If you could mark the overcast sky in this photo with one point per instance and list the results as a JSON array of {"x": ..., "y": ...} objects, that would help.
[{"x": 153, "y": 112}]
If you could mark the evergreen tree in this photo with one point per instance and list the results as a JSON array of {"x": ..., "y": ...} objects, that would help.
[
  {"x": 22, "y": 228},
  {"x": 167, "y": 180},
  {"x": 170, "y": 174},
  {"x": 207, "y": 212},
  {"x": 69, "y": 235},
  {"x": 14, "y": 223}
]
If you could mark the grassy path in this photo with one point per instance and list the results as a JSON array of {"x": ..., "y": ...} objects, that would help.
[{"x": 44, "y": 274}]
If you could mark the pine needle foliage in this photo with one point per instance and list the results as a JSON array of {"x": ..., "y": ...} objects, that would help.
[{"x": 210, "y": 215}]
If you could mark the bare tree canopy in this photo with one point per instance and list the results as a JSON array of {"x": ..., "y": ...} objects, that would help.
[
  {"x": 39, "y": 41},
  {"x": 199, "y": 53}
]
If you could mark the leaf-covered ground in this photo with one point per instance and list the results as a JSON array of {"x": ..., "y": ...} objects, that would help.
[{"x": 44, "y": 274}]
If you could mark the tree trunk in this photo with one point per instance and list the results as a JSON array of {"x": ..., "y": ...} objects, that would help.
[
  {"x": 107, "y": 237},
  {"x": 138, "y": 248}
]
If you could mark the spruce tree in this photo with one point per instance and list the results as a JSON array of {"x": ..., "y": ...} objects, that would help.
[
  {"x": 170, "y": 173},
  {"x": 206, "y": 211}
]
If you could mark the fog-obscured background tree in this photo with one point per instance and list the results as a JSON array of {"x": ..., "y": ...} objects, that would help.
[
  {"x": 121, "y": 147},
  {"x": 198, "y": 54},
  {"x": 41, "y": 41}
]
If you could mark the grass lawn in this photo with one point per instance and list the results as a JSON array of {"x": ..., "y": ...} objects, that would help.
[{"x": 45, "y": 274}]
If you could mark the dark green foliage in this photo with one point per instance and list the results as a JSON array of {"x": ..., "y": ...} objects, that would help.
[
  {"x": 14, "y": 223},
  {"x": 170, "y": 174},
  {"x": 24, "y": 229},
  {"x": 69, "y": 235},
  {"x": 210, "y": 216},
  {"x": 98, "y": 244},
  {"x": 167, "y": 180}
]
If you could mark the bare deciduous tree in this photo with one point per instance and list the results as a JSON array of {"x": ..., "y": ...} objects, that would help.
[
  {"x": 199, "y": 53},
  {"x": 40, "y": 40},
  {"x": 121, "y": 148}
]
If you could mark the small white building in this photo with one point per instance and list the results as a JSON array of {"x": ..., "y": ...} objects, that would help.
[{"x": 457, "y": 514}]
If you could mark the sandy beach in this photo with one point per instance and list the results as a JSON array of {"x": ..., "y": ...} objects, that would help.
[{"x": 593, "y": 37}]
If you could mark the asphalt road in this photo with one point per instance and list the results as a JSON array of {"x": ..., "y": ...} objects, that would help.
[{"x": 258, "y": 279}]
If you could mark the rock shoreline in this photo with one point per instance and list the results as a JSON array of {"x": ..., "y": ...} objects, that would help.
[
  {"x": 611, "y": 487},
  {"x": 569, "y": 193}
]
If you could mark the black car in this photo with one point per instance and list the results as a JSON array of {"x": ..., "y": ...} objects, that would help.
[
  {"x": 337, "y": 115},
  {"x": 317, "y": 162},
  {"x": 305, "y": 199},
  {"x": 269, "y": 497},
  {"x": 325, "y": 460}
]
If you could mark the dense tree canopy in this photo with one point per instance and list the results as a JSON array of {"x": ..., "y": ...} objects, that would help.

+ + + +

Each line of the data above is to be set down exactly.

If you could mark the overcast sky in this photo with one point per instance and list the results as a JSON array of {"x": ..., "y": ...} objects, that would help.
[{"x": 153, "y": 112}]
If you could mark the evergreen tree in this photo with one point per instance and list the results as a JSON array of {"x": ..., "y": ...} objects, that would help.
[
  {"x": 22, "y": 228},
  {"x": 167, "y": 180},
  {"x": 170, "y": 174},
  {"x": 207, "y": 212},
  {"x": 69, "y": 235},
  {"x": 14, "y": 223}
]
If you could mark the grassy path in this photo with one point per instance and list the results as a JSON array of {"x": ..., "y": ...} objects, that would help.
[{"x": 44, "y": 274}]
If you could mark the pine needle foliage in this photo with one point per instance and list the results as a JSON array of {"x": ..., "y": ...} objects, that would help.
[{"x": 210, "y": 215}]
If you could mark the bare tree canopy in this photo with one point per instance and list the results as a JSON array of {"x": ..., "y": ...} objects, that would help.
[
  {"x": 39, "y": 41},
  {"x": 199, "y": 53}
]
If you could mark the leaf-covered ground in this photo with one point per instance and list the results as a JSON array of {"x": ..., "y": ...} objects, that would help.
[{"x": 44, "y": 274}]
If you could mark the tree trunk in this photo with one point per instance and list the results as a JSON array of {"x": ..., "y": ...} objects, that would help.
[
  {"x": 107, "y": 237},
  {"x": 138, "y": 248}
]
If you could mark the spruce tree in this photo with one point per instance and list the results as a JSON array of {"x": ..., "y": ...} objects, that would help.
[
  {"x": 170, "y": 173},
  {"x": 206, "y": 211}
]
If you could mark the fog-obscured background tree in this photo with one point per instance and list the results as a JSON array of {"x": ..., "y": ...} objects, that would help.
[
  {"x": 121, "y": 147},
  {"x": 198, "y": 54},
  {"x": 41, "y": 41}
]
If you could mark the grass lawn in this photo with one point per instance and list the results as a JSON array of {"x": ..., "y": ...} objects, that would help.
[{"x": 45, "y": 274}]
If you could mark the dark green foliage in this photo with one point per instance and list the results as a JSON array of {"x": ..., "y": ...} objects, that would help.
[
  {"x": 14, "y": 223},
  {"x": 170, "y": 174},
  {"x": 24, "y": 229},
  {"x": 69, "y": 235},
  {"x": 210, "y": 216},
  {"x": 98, "y": 244},
  {"x": 167, "y": 180}
]
If you could mark the bare deciduous tree in this photo with one point per instance and list the results as a JSON array of {"x": ..., "y": ...} objects, that would help.
[
  {"x": 199, "y": 53},
  {"x": 40, "y": 40},
  {"x": 121, "y": 148}
]
If you could mark the small white building in this photo with one point per instance and list the results as a JSON array of {"x": ..., "y": ...} objects, that would help.
[{"x": 457, "y": 514}]
If you could mark the sandy beach in this photo with one point per instance and list the results as a JSON array of {"x": ..., "y": ...} objects, that would help.
[{"x": 593, "y": 37}]
If you could mark the asphalt road in this photo with one point per instance and list the results as a JSON array of {"x": ..., "y": ...} objects, that would help.
[{"x": 258, "y": 279}]
If you could mark the rock shoreline in this photo with one point per instance and list the results as a JSON array of {"x": ..., "y": ...} objects, that would help.
[
  {"x": 611, "y": 487},
  {"x": 569, "y": 193}
]
If you could mark the black car in this photo with one point per instance and list the results as a JSON array of {"x": ..., "y": ...} objects, that would help.
[
  {"x": 337, "y": 115},
  {"x": 317, "y": 162},
  {"x": 305, "y": 199},
  {"x": 269, "y": 497},
  {"x": 325, "y": 460}
]
If you could mark the dense tree canopy in this photo with one point per instance and list the results as a JSON array of {"x": ..., "y": ...} objects, that would help.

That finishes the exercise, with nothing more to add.